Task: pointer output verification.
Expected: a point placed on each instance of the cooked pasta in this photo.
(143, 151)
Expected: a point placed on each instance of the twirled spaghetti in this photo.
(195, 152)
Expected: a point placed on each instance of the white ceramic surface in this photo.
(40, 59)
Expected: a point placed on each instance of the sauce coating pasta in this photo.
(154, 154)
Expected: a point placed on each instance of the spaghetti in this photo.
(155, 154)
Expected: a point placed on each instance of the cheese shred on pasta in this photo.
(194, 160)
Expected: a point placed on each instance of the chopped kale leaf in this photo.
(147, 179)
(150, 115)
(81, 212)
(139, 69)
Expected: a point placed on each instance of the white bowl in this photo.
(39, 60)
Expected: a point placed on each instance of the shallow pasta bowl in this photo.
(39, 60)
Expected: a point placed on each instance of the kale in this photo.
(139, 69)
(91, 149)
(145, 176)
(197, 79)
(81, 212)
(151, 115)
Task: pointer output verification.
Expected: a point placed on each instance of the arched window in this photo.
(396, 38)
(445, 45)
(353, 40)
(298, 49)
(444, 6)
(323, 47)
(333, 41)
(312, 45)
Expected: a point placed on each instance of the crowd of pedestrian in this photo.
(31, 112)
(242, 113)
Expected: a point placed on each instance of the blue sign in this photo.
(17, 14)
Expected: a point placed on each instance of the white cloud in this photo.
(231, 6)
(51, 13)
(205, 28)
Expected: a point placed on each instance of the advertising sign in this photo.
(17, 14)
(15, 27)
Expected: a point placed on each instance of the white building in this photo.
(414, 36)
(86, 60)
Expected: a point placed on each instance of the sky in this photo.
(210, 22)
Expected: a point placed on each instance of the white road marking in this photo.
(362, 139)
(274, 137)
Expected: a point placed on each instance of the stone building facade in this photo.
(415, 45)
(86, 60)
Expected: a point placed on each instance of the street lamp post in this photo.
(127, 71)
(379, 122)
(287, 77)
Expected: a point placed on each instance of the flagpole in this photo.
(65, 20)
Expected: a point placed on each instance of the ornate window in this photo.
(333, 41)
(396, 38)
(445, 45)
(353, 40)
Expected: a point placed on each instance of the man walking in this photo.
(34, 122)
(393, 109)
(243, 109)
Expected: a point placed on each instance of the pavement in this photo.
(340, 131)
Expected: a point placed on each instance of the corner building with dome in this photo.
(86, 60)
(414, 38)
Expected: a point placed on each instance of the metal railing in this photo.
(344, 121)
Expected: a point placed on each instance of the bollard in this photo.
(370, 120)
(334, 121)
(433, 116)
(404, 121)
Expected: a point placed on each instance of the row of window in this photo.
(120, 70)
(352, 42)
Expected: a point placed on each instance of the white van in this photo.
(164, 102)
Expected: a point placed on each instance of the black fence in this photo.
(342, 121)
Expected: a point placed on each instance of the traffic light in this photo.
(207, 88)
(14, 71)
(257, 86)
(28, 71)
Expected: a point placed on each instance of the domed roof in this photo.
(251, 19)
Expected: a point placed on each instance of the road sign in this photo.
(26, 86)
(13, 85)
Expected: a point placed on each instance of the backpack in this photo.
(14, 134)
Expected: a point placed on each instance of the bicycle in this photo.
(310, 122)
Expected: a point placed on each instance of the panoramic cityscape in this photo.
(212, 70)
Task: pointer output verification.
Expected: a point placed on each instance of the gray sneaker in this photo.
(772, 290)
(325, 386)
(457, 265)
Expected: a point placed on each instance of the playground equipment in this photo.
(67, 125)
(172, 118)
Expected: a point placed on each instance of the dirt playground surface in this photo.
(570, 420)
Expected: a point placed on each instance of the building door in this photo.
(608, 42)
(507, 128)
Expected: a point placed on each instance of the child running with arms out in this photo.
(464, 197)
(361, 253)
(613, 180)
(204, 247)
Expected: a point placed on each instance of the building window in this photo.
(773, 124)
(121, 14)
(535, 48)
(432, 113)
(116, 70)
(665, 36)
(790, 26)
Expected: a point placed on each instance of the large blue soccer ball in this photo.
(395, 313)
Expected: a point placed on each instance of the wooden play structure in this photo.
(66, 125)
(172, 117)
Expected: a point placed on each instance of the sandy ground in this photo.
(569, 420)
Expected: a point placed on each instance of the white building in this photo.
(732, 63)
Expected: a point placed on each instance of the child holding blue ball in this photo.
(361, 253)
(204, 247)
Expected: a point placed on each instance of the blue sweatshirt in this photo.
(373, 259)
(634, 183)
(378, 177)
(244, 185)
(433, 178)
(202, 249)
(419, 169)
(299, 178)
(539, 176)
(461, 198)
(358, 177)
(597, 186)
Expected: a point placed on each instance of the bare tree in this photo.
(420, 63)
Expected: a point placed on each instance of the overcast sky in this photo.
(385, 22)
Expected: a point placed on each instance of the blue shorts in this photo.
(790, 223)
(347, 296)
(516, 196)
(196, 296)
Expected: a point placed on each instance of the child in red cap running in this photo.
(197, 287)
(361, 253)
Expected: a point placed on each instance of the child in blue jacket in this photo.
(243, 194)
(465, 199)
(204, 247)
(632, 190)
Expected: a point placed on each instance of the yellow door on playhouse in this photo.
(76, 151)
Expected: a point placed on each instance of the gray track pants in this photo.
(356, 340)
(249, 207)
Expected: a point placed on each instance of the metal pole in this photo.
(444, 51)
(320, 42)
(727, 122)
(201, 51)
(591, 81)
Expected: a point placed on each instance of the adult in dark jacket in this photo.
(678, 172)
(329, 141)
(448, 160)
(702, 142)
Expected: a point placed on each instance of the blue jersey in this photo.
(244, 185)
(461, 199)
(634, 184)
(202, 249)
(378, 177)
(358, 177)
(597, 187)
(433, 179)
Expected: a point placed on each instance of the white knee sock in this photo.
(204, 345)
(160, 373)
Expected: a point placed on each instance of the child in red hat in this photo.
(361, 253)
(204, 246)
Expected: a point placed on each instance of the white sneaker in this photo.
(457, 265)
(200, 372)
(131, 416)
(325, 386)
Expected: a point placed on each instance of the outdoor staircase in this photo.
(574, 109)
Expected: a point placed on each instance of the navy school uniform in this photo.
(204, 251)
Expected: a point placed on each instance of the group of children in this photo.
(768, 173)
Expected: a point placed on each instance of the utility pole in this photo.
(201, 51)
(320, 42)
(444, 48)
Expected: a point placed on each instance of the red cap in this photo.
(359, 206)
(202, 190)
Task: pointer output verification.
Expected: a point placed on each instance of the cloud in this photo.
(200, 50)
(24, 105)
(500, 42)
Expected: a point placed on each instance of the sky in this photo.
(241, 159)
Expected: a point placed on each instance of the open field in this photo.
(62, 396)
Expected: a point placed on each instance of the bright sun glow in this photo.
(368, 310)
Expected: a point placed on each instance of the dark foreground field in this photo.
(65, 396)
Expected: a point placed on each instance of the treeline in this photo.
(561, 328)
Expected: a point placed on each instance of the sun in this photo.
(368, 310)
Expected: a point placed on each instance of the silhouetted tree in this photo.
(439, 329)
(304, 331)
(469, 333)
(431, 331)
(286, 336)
============================================================
### GIVEN EXERCISE
Copy out each record from above, exactly.

### ANSWER TO THE TASK
Task: pointer output verification.
Expected: a point placed on each instance of the cooked pasta in this photo.
(143, 151)
Expected: a point placed on each instance of the twirled spaghetti in this photo.
(195, 152)
Expected: a point placed on each instance of the white ceramic surface in this photo.
(40, 59)
Expected: a point placed on each instance of the sauce coating pasta in this photo.
(154, 154)
Expected: a point placed on each instance of the spaghetti in this photo.
(155, 154)
Expected: a point placed on each instance of the cheese shred on pasta in this photo.
(194, 160)
Expected: a point placed on each instance of the chopped kale leaf in this photo.
(147, 179)
(150, 115)
(81, 212)
(139, 69)
Expected: a point placed on each instance of the white bowl in this photo.
(39, 60)
Expected: a point placed on each instance of the shallow pasta bowl in this photo.
(39, 60)
Expected: a point placed on each instance of the kale in this photo.
(139, 69)
(91, 149)
(145, 176)
(197, 79)
(81, 212)
(151, 115)
Task: pointer output verification.
Expected: a point placed on each instance of the arched window in this photo.
(396, 38)
(445, 45)
(353, 40)
(298, 49)
(444, 6)
(323, 47)
(333, 41)
(312, 45)
Expected: a point placed on each instance of the crowd of pedestrian in this photo.
(31, 112)
(242, 113)
Expected: a point placed on each instance of the blue sign in this photo.
(17, 14)
Expected: a point placed on each instance of the white cloud in this photo.
(231, 6)
(51, 13)
(205, 28)
Expected: a point placed on each instance of the advertising sign in this photo.
(17, 14)
(15, 27)
Expected: a point placed on each instance of the white building in this photo.
(414, 36)
(86, 60)
Expected: a point placed on each instance of the sky in this photo.
(210, 22)
Expected: a point placed on each instance of the white road marking in this photo.
(362, 139)
(274, 137)
Expected: a point placed on each instance of the stone building facade in this photo.
(415, 45)
(86, 60)
Expected: a point placed on each instance of the street lamp post in this photo.
(127, 71)
(379, 122)
(287, 77)
Expected: a point placed on each instance of the flagpole in this photo.
(65, 20)
Expected: a point placed on each instance of the ornate window in this photo.
(333, 41)
(396, 38)
(445, 45)
(353, 40)
Expected: a point placed on each instance of the man walking in this photo.
(34, 122)
(393, 109)
(243, 109)
Expected: a point placed on each instance of the pavement in this photo.
(340, 131)
Expected: a point placed on each instance of the corner building with dome in this photo.
(86, 60)
(414, 38)
Expected: a point placed on each instance of the metal railing in this photo.
(344, 121)
Expected: a point placed on each instance of the bollard in this photo.
(370, 120)
(334, 121)
(433, 116)
(404, 121)
Expected: a point placed on each instance of the row of window in this photo.
(120, 70)
(352, 42)
Expected: a point placed on each instance of the white van in this photo.
(164, 102)
Expected: a point placed on each instance of the black fence in this photo.
(342, 121)
Expected: a point placed on each instance of the traffic light in this photo.
(207, 88)
(14, 71)
(257, 86)
(28, 71)
Expected: a point placed on each instance of the domed roof in this photo.
(251, 19)
Expected: a point placed on each instance of the road sign in this photo.
(26, 86)
(13, 85)
Expected: a point placed on each instance of the backpack in this photo.
(14, 134)
Expected: a point placed on each instance of the bicycle in this photo.
(310, 122)
Expected: a point placed on each instance of the panoramic cityscape in this photo.
(212, 70)
Task: pointer output verification.
Expected: a point placed on each instance of the gray sneaker in this photo.
(772, 290)
(325, 386)
(457, 265)
Expected: a point placed on each instance of the playground equipment in this photo.
(67, 125)
(172, 118)
Expected: a point placed on each instance of the dirt playground surface in this photo.
(570, 420)
Expected: a point placed on each instance of the building door in this photo.
(608, 42)
(507, 128)
Expected: a point placed on each instance of the child running with arms out in this photo.
(464, 197)
(361, 253)
(613, 180)
(204, 247)
Expected: a point placed on each instance of the building window in this photo.
(773, 124)
(121, 14)
(535, 48)
(432, 113)
(116, 70)
(665, 36)
(790, 26)
Expected: a point placed on each instance of the large blue soccer ball in this photo.
(395, 313)
Expected: a point placed on each instance of the wooden play structure in this photo.
(66, 125)
(172, 117)
Expected: a point placed on each instance of the sandy ground in this photo.
(569, 420)
Expected: a point placed on each instance of the white building in this photo.
(732, 63)
Expected: a point placed on each instance of the child holding blue ball in this photo.
(361, 253)
(204, 247)
Expected: a point placed on each instance of the blue sweatshirt in this photo.
(373, 259)
(634, 183)
(378, 177)
(244, 185)
(433, 178)
(202, 249)
(419, 169)
(299, 178)
(539, 176)
(461, 198)
(358, 177)
(597, 186)
Expected: a point placed on each instance of the bare tree in this photo.
(420, 63)
Expected: a point placed on each instance of the overcast sky in this photo.
(385, 22)
Expected: a point placed on each instance of the blue shorts in this photo.
(790, 223)
(347, 296)
(516, 196)
(196, 296)
Expected: a point placed on each instance of the child in red cap running in this photo.
(197, 287)
(361, 253)
Expected: a point placed on each instance of the child in blue jacket in this photo.
(243, 194)
(465, 199)
(204, 247)
(632, 190)
Expected: a point placed on each instance of the yellow door on playhouse in this photo.
(76, 151)
Expected: a point placed on each instance of the gray track pants in this photo.
(356, 340)
(249, 207)
Expected: a point placed on each instance of the metal pole in this photo.
(444, 51)
(320, 42)
(727, 122)
(201, 51)
(591, 81)
Expected: a point placed on each instance of the adult in dark jacket in this photo.
(678, 172)
(329, 141)
(448, 160)
(702, 142)
Expected: a point placed on each instance of the blue jersey in this photo.
(244, 185)
(461, 199)
(634, 184)
(202, 249)
(378, 177)
(358, 177)
(597, 187)
(433, 179)
Expected: a point placed on each instance of the white knee sock in this photo.
(204, 345)
(160, 373)
Expected: a point placed on each instance of the child in red hat in this photo.
(361, 253)
(204, 246)
Expected: a point placed on each instance of the white sneaker in this photo.
(457, 265)
(200, 372)
(131, 416)
(325, 386)
Expected: a point placed on each instance of the outdoor staircase in this photo.
(574, 109)
Expected: a point placed on each instance of the navy school uniform in this photo.
(204, 251)
Expected: a point placed on each instance of the group of children in this photo.
(768, 173)
Expected: a point placed on each instance of the utility pole in this photo.
(201, 51)
(320, 42)
(444, 48)
Expected: a point placed on each instance of the red cap in this photo.
(359, 206)
(202, 190)
Task: pointer output verification.
Expected: a point placed on each instance of the cloud in this photo.
(200, 50)
(24, 105)
(500, 42)
Expected: a point placed on each instance of the sky in this photo.
(241, 159)
Expected: a point placed on each instance of the open field in this photo.
(62, 396)
Expected: a point placed on each instance of the bright sun glow in this photo.
(368, 310)
Expected: a point placed on each instance of the dark foreground field in this photo.
(65, 396)
Expected: a point placed on each instance of the treeline in this photo.
(561, 328)
Expected: a point placed on each instance of the sun in this photo.
(368, 310)
Expected: a point placed on each instance of the silhouetted tree in this photo.
(439, 329)
(304, 331)
(469, 333)
(431, 331)
(286, 336)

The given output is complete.